*TASK:* In the data that follows, find the line containing "Put a dot on each instance of the red car"; then quote that line and every line after it, exactly, through the last one.

[Records from a dataset]
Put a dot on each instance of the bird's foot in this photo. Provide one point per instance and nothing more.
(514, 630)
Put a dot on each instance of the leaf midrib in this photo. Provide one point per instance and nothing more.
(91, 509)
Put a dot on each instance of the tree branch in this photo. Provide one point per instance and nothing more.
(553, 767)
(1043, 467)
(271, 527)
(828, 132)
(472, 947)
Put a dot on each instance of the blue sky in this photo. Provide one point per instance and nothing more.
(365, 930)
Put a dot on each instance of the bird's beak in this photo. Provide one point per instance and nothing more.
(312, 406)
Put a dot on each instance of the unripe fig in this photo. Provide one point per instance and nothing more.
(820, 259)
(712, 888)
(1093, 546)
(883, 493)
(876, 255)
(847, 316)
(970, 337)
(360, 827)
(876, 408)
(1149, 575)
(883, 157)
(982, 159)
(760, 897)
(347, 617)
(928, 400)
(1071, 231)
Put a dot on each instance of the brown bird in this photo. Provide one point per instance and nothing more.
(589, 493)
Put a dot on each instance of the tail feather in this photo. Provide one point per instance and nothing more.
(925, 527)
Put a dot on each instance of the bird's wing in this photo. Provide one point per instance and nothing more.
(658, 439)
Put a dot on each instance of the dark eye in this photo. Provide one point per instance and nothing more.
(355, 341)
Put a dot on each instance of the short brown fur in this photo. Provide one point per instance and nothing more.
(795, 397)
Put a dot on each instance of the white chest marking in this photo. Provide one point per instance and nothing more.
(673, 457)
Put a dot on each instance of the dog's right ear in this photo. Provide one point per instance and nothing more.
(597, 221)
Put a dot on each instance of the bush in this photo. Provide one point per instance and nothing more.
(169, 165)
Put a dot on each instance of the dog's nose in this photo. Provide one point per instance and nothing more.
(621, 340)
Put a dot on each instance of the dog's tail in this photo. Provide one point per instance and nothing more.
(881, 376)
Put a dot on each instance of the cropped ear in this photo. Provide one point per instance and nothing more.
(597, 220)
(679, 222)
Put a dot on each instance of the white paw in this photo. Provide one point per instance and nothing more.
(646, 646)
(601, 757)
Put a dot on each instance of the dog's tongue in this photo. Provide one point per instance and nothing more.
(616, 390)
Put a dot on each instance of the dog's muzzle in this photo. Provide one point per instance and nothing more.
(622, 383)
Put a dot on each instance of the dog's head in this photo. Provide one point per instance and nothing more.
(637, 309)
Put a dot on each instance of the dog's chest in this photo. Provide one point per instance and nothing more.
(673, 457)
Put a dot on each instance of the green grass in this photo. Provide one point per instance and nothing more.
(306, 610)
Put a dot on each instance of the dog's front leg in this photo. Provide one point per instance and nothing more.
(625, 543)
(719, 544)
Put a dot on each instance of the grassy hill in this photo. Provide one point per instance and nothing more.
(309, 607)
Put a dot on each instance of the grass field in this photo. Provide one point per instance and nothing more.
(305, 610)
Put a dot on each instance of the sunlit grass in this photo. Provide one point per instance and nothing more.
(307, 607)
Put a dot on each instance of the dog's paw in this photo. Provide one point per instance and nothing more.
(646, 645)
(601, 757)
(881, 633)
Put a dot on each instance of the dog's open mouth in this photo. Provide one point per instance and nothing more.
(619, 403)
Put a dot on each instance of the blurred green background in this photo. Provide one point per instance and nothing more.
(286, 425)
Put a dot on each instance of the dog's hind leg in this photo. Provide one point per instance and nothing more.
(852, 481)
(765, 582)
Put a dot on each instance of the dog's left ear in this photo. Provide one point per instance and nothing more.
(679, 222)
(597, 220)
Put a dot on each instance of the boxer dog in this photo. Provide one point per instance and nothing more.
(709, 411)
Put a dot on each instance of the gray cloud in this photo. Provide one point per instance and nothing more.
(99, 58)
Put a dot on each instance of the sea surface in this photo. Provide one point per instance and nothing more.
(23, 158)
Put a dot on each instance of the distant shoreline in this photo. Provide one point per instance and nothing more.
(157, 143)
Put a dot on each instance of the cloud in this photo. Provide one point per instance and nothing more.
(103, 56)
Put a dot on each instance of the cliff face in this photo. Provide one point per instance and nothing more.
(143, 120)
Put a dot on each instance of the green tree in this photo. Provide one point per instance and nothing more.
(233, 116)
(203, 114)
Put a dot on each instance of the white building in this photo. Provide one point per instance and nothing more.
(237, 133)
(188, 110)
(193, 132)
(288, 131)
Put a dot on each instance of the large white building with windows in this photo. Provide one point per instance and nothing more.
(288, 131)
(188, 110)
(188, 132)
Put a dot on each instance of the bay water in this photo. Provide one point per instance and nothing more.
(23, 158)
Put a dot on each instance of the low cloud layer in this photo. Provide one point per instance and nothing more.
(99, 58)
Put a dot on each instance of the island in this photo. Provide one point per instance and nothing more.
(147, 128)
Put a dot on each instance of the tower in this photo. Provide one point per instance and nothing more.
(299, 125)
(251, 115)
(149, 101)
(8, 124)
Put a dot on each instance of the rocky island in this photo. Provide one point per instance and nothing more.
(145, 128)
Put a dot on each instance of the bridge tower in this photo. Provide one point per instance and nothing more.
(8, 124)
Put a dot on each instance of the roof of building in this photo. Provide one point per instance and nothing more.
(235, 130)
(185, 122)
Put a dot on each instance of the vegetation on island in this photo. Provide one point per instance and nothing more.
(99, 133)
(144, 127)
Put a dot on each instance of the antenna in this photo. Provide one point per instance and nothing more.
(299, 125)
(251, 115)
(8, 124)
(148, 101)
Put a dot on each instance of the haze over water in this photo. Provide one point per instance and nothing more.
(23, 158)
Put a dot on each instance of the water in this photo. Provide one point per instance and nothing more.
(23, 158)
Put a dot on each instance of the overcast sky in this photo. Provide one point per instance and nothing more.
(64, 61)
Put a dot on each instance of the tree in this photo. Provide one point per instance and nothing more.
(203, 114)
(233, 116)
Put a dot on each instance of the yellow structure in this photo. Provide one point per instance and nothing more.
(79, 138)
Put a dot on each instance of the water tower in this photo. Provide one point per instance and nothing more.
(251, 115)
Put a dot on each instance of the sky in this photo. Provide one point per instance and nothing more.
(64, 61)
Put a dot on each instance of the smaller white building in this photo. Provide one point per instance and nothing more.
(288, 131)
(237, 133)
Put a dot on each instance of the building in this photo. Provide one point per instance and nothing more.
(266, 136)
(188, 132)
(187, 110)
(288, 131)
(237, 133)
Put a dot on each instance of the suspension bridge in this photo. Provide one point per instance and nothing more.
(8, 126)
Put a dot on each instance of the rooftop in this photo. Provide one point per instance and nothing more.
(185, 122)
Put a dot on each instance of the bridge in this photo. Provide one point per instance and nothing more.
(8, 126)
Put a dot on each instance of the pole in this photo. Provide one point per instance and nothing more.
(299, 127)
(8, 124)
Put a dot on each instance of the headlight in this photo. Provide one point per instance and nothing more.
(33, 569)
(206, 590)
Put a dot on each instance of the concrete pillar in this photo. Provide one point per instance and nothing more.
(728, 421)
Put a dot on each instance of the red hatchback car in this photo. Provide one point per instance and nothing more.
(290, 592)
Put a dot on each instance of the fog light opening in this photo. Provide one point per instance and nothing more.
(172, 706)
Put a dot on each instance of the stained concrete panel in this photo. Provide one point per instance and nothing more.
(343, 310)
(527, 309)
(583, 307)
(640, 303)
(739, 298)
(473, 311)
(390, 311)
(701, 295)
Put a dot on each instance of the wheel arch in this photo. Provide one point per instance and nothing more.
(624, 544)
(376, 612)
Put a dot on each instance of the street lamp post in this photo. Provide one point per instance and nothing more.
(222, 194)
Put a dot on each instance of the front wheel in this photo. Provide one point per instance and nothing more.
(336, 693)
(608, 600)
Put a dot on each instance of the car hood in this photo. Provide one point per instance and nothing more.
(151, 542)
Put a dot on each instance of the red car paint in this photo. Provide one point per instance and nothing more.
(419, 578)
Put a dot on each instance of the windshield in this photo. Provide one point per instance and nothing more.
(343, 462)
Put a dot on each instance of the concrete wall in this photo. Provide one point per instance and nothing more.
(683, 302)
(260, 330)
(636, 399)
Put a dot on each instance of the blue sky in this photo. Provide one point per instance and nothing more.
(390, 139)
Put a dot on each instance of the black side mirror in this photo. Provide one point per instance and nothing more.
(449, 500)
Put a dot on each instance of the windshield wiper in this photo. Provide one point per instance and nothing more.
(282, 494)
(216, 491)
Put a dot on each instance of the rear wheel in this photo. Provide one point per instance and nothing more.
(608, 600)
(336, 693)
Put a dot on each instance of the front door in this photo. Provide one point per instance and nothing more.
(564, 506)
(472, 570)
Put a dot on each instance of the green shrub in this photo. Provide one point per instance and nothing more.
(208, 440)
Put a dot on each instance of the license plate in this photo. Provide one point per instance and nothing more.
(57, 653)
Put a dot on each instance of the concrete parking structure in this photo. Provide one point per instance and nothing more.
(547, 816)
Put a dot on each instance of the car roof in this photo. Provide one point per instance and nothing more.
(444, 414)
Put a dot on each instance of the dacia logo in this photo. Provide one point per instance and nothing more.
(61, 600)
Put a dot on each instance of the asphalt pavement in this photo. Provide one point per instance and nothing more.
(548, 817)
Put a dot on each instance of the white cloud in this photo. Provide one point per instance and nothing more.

*THE COMPLETED TASK:*
Put a dot on each instance of the red car paint in this photo. Provide one point per instance and nothing more.
(419, 578)
Put a dot on each instance of the windshield in this photo. Provide one point per instance and nothing more.
(343, 462)
Put a dot on each instance of the concrete wall in this photo. Provide one point per instance and nothing more.
(683, 302)
(260, 330)
(636, 399)
Put a dot on each instance of the blue sky in this photo. Provide one point per instance and nothing more.
(390, 139)
Put a dot on each instance of the black side mirror in this photo. Provide one point per instance and nothing more.
(449, 500)
Put a dot on each instance of the windshield wiper in this photo. Provide one point per instance and nothing more.
(282, 494)
(216, 491)
Put a dot on each instance of the rear wheel in this photo. Provide one point per instance and nothing more.
(608, 600)
(336, 693)
Put a dot on each instance of the front door in this photo. Provide one point per instance and nothing more.
(564, 506)
(472, 570)
Put a dot on each instance of the green shrub in this photo. Provide one point per instance and nothing more.
(208, 440)
Put a dot on each instance of the license plate in this photo. Provide one point per instance and nothing more.
(57, 653)
Put a dot on each instance of the concrete parking structure in this photo. Provide one point per instance and nothing more.
(547, 816)
Put a dot on each instance of the car roof in this photo. Provide one point per instance and nothing more.
(444, 414)
Put a dot on each instance of the dacia logo in this photo. Provide one point per instance and nothing more.
(61, 600)
Put a dot on each instance of the asphalt pavement in this photo. Provide one point per instance and nothing more.
(548, 817)
Put a dot on each instance of the white cloud in this photo. Provide one point per instance and nothing more.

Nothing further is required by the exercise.